>>>

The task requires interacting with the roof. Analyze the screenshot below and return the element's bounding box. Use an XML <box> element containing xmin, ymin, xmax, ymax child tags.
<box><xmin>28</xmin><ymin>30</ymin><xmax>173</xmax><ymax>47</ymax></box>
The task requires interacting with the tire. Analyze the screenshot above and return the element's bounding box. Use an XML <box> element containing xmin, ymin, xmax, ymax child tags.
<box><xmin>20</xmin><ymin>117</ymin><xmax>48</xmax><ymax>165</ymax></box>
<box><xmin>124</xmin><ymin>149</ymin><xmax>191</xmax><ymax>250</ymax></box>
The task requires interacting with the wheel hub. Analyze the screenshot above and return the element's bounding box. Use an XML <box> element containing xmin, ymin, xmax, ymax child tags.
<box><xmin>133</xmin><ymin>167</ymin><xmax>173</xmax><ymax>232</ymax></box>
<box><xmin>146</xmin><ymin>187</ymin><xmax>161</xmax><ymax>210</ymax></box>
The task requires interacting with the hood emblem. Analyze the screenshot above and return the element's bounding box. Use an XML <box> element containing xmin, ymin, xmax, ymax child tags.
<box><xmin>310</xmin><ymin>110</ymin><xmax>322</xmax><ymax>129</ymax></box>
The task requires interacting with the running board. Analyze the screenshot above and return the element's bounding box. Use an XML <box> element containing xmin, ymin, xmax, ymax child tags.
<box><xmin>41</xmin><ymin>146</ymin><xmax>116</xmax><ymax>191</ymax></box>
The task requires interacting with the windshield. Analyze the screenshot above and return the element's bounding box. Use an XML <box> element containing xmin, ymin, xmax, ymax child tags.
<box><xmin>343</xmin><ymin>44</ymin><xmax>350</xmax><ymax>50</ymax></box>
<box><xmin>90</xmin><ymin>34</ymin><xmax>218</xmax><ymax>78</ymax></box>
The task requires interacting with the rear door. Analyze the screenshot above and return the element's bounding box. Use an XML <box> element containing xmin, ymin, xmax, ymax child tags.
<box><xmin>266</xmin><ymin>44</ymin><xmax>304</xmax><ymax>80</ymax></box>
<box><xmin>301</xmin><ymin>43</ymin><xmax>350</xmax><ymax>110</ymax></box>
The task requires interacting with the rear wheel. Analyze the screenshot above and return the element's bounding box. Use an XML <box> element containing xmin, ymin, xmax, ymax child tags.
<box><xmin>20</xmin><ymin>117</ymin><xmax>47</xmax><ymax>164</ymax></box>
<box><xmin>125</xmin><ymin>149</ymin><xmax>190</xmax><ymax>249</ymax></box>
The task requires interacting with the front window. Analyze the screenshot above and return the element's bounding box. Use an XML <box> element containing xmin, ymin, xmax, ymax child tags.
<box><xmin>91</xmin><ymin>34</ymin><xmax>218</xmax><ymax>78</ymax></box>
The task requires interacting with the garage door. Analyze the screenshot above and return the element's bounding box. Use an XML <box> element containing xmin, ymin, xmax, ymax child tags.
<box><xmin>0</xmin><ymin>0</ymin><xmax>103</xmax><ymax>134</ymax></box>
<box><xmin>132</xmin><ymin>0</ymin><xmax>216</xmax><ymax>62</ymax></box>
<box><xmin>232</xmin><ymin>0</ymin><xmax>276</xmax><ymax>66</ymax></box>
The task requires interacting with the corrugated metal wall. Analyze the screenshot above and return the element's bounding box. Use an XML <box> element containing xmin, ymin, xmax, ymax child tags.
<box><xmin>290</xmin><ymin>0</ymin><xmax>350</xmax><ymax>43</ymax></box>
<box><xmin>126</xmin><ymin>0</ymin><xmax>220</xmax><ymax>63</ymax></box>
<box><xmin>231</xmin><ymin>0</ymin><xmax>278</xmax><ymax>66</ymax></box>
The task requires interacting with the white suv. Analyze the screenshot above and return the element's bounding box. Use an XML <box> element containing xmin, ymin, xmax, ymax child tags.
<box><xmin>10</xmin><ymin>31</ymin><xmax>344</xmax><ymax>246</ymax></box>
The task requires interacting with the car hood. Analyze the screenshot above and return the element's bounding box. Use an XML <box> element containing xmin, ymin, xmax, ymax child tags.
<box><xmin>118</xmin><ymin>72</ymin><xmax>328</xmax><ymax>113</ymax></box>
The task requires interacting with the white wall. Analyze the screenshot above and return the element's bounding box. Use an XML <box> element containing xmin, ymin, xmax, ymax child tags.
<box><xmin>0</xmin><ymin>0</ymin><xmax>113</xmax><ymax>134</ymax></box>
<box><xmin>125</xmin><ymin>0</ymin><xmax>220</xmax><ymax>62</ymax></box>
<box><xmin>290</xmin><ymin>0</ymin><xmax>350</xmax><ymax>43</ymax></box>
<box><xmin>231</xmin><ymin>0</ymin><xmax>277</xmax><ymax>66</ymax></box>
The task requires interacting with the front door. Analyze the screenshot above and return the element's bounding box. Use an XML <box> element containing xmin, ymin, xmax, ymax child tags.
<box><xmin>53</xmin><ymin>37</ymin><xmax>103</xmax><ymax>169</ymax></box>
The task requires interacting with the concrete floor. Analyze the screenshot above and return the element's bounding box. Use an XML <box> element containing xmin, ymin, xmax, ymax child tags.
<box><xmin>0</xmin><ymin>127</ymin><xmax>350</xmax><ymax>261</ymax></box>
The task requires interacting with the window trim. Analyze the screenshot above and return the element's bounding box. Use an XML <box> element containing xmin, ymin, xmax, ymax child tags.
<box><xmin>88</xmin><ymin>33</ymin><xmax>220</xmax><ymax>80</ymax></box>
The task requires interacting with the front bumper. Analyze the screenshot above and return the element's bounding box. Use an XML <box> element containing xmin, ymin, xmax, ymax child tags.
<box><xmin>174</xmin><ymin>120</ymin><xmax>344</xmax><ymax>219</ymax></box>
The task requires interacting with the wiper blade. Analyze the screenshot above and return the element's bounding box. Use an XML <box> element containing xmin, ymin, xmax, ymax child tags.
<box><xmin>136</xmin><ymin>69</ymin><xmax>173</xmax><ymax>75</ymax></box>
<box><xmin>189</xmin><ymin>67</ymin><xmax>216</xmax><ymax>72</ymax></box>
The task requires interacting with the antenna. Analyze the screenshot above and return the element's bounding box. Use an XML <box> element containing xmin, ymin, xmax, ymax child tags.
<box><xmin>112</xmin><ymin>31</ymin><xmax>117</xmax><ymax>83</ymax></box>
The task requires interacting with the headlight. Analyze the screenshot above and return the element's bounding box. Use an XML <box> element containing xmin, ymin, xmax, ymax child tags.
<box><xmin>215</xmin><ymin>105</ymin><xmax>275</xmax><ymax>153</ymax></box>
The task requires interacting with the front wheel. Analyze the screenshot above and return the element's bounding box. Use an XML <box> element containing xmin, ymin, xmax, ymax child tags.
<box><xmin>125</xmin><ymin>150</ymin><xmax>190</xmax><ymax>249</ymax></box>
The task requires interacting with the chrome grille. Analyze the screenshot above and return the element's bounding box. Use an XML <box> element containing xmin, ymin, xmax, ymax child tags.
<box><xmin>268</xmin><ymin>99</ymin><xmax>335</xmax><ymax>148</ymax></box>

<<<

Work to do:
Return the stretch of records from the line containing "The task requires interacting with the headlight." through the end of the records, word for word and including both ends.

Correct result:
The task requires interacting with the headlight. Analyze the screenshot above and return the element's bounding box. Use an XML <box> element containing xmin, ymin, xmax, ymax child tags.
<box><xmin>215</xmin><ymin>105</ymin><xmax>275</xmax><ymax>153</ymax></box>
The task requires interacting with the front wheel. Analyze the screenshot above and return the element's bounding box. Use an XML <box> element containing xmin, ymin, xmax, ymax child tags.
<box><xmin>125</xmin><ymin>150</ymin><xmax>190</xmax><ymax>249</ymax></box>
The task requires interacting with the chrome grille. Analyze the screenshot above and return the element's bounding box. Use an XML <box> element containing xmin, ymin, xmax, ymax child tags.
<box><xmin>268</xmin><ymin>99</ymin><xmax>335</xmax><ymax>148</ymax></box>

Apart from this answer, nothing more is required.